* START Supplied passage *

Taking a chance on tech

Above: Vasha Mano, Idris and Meera Raja (centre, in yellow) confer on the floor of the first Tech Expo on Sunday. All photography by Mark Lyndersay.

BitDepth#1054 for August 16, 2016

Idris and Meera Raja were sweating and walking briskly back and forth on a quiet Sunday morning as tables are being covered with crisp cloth, and goods are carefully unpacked from dozens of cardboard boxes.

It’s the first of four Tech-Expo events that the couple, working with sleeping partner Vasha Mano, are introducing to the local market and with steady rain and competition from the Olympics, the couple are visibly nervous about their first event in Trinidad.

The four events began at the Woodbrook Youth Facility on Sunday, and the others are scheduled at various key cardinal points in Trinidad over the next three weeks.

They’ve walked a long road to the popular community centre from their participation at weekly Sunday fairs in the UK and their positive experiences there informed the decision to take a huge gamble on the success of the Tech-Expo series.

Idris Raja is a computer technician and in England, he bought insurance salvage computers by the thousands, repairing the systems that could be returned to service and stripping the others for parts.

When he came to Trinidad, he found none of the support systems that made that business possible and had to import many critical parts.

“In Trinidad there needed to be a marketplace for technology,” he said. 

“There should be a weekly event happening somewhere in the country where people can try out new products and vendors can see where there’s interest and plan their purchasing accordingly.”

It seemed a sensible idea, and the team began planning in April, first cobbling a name together out of their initials, those of one son and a pet.

“Things aren’t as easy as they seem,” Meera Raja said, more than a bit ruefully, “and I take my hat off to people who do this kind of thing.”

“The vendors though, are such wonderful people to deal with.”

“Advertising was the biggest cost. We did electronic billboards, two weeks of ads. We aren’t going to make money off the first four or even the first eight, but we do plan to make money. The first thing, though, is to build a community.”

* END Supplied passage *
* START Available data *

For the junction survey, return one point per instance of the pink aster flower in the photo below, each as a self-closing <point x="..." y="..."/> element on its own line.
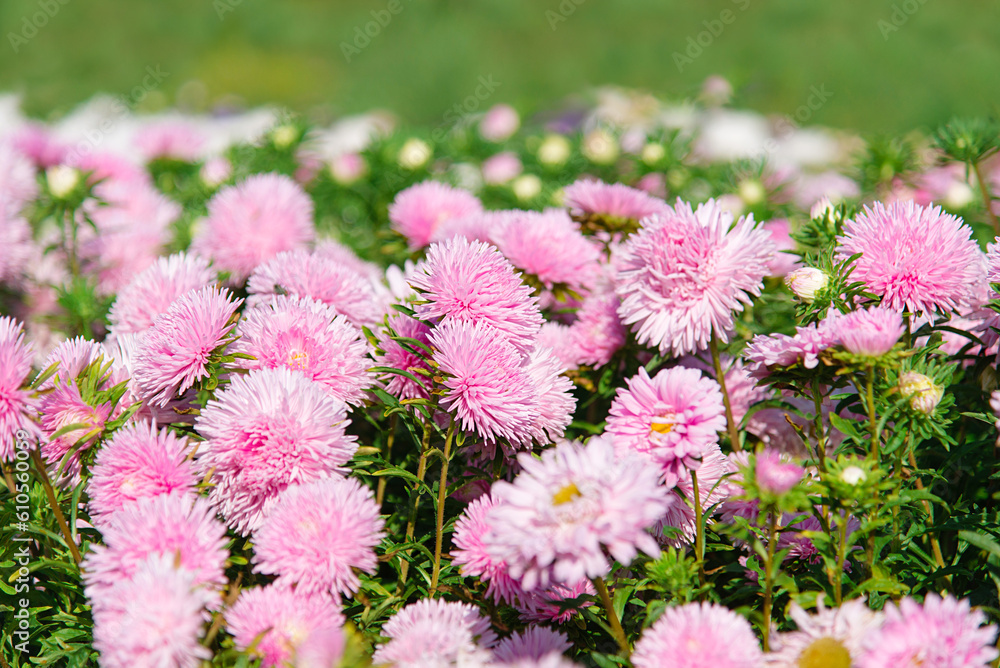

* END Available data *

Goals:
1: Answer these from the Tech-Expo article:
(a) At what venue did the four events begin?
(b) What did Idris Raja buy by the thousands in England?
(c) What did Meera Raja name as the biggest cost?
2: Duplicate the part of the Tech-Expo article starting at "BitDepth#1054 for August" and ending at "next three weeks.".

The answers:
1:
(a) The Woodbrook Youth Facility
(b) Insurance salvage computers
(c) Advertising

2:
BitDepth#1054 for August 16, 2016

Idris and Meera Raja were sweating and walking briskly back and forth on a quiet Sunday morning as tables are being covered with crisp cloth, and goods are carefully unpacked from dozens of cardboard boxes.

It’s the first of four Tech-Expo events that the couple, working with sleeping partner Vasha Mano, are introducing to the local market and with steady rain and competition from the Olympics, the couple are visibly nervous about their first event in Trinidad.

The four events began at the Woodbrook Youth Facility on Sunday, and the others are scheduled at various key cardinal points in Trinidad over the next three weeks.